> [WORK TASK]:
Transcribe every line of the entries exactly.

(Dataset entries)
****************************************
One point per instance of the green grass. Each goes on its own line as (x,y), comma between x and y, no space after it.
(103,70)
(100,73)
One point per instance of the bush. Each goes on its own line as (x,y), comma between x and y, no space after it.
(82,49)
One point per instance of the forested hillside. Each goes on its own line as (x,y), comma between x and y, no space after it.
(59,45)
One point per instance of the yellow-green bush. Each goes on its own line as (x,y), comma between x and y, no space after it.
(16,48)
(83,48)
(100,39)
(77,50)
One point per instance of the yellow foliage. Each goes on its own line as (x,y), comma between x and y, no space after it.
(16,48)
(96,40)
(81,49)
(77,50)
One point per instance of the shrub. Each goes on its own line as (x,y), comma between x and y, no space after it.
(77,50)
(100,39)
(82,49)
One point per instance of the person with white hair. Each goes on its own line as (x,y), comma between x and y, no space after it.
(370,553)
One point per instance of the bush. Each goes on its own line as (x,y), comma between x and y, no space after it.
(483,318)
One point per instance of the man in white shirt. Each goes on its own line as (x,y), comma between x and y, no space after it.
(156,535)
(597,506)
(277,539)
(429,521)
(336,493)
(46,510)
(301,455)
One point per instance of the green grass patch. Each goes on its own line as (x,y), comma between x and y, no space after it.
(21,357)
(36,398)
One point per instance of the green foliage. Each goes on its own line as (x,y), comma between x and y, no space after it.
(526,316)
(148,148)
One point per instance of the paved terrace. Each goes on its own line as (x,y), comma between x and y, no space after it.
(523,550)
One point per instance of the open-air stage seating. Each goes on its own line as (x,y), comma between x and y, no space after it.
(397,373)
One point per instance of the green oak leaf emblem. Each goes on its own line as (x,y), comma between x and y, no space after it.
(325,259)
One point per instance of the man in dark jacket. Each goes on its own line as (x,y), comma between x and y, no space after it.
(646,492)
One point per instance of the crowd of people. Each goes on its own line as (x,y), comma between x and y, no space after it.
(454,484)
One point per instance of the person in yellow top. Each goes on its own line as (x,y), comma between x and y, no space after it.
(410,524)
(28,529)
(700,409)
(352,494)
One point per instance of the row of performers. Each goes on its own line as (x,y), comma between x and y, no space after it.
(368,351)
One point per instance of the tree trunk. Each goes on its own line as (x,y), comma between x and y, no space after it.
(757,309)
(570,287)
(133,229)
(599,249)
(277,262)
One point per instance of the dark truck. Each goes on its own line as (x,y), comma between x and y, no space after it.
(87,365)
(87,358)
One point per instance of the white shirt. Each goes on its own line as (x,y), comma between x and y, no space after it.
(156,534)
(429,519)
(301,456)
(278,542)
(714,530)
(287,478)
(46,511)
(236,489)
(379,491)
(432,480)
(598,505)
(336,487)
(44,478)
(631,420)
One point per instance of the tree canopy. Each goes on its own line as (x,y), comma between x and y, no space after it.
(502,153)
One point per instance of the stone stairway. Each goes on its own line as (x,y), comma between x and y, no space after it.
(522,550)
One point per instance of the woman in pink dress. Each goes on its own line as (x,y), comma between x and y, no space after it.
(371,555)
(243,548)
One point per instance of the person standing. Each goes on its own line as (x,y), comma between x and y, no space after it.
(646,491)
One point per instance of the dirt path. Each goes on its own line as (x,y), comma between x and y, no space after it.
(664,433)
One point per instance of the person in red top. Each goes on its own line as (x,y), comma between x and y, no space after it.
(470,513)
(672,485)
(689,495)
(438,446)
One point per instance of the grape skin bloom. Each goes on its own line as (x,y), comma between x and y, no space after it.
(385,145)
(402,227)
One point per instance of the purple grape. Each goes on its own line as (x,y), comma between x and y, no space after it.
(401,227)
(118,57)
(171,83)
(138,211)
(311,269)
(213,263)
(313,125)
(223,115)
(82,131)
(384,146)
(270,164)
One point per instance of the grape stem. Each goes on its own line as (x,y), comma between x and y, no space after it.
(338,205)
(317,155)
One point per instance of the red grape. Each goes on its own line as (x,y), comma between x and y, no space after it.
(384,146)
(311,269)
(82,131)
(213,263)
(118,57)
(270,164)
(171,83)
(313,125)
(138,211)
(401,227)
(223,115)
****************************************
> [ANSWER TO THE PROBLEM]:
One point per instance of the green grass. Each goes on its own line as (x,y), comma between x and y, no space after it.
(103,70)
(100,73)
One point per instance of the bush. Each goes on its own line as (x,y), comma between x and y, no space after it.
(82,49)
One point per instance of the forested hillside. Each goes on its own line as (x,y), comma between x and y, no space after it.
(59,45)
One point per instance of the yellow-green bush. Each goes on its own line as (x,y), comma between x and y, no space after it.
(16,48)
(83,48)
(100,39)
(77,50)
One point per instance of the yellow foliage. Each goes on its own line as (x,y), comma between x and y, no space after it.
(16,48)
(96,40)
(81,49)
(77,50)
One point per instance of the shrub. Each goes on its own line as (x,y), comma between x and y, no space after it.
(77,50)
(100,39)
(82,49)
One point per instance of the person with white hair. Each goes on its own line as (x,y), comma between x and y, no space after it.
(370,553)
One point per instance of the bush. Each goes on its own line as (x,y), comma between x and y, no space after it.
(483,318)
One point per instance of the man in white shirt. Each goes on its own line as (x,y), comma between x and y, no space after it.
(156,535)
(597,506)
(277,539)
(429,521)
(336,493)
(46,510)
(301,455)
One point per instance of the green grass patch. Each goes on its own line as (x,y), comma between x and y, no space after it.
(21,357)
(36,398)
One point per instance of the green foliage. Each goes on its own line as (x,y), comma between x and y, no space after it.
(526,316)
(148,148)
One point per instance of the paved terrace. Each goes on its own line as (x,y), comma between x and y, no space after it.
(523,550)
One point per instance of the open-air stage seating. Each goes on its own line as (x,y), comma between x and y, no space after it.
(397,373)
One point per instance of the green oak leaf emblem. Each goes on its own line as (x,y), comma between x and y, no space after it.
(325,259)
One point per instance of the man in dark jacket. Each goes on its own line as (x,y), comma between x and y, no space after it.
(646,492)
One point per instance of the crowd of people. Each goes on its own line as (x,y), comma between x and y, no space after it.
(454,484)
One point per instance of the person in yellow top. Each goes on its own line as (x,y), comma between x and y, no space after it.
(410,524)
(28,529)
(700,409)
(352,494)
One point per instance of the row of performers. Each goes on its own line as (x,y), comma between x and y, no space after it.
(368,351)
One point per instance of the tree trunk. Each goes on its own line as (x,y), comma between x and y, no space after it.
(757,309)
(570,287)
(133,229)
(599,249)
(277,262)
One point per instance of the dark truck. Each goes on its own line as (x,y), comma between x and y, no space after it.
(87,365)
(87,358)
One point per instance of the white shirt. Each goes on its own line as (x,y), comma between x and y, no space after it.
(156,534)
(429,519)
(301,456)
(278,542)
(714,530)
(287,478)
(46,511)
(236,489)
(379,491)
(432,480)
(598,505)
(336,487)
(44,478)
(631,420)
One point per instance of the tree canopy. Each goes on its own line as (x,y), comma between x and y, no space after it.
(502,153)
One point per instance of the stone stairway. Each goes on its own line as (x,y), comma between x and y, no space after it.
(522,550)
One point per instance of the woman in pink dress. Each goes on its own line as (x,y), comma between x and y, no space after it.
(371,555)
(243,548)
One point per instance of the person standing. Each goes on its own line as (x,y), comma between x and y, no space after it.
(646,491)
One point per instance of the dirt path. Each goes on its own line as (x,y), comma between x and y, no space after it.
(664,433)
One point per instance of the person in red top. Each goes on its own line as (x,y), comma between x and y, no space after it.
(470,513)
(672,485)
(689,495)
(438,446)
One point per instance of the grape skin bloom. Each goes on its own line as (x,y), comma between x and y, no space after it.
(385,145)
(402,227)
One point per instance of the purple grape. Each goes on its own line as (x,y), comma between x and y, no space after it.
(401,227)
(118,57)
(171,83)
(138,211)
(311,269)
(213,263)
(313,125)
(223,115)
(82,131)
(384,146)
(270,164)
One point per instance of the grape stem. Each goes on its own line as (x,y), comma between x and y, no space after it.
(338,205)
(317,155)
One point per instance of the red grape. Each goes on its own line as (x,y), comma between x and y, no space after it.
(384,146)
(311,269)
(82,131)
(213,263)
(118,57)
(270,164)
(171,83)
(313,125)
(138,211)
(401,227)
(223,115)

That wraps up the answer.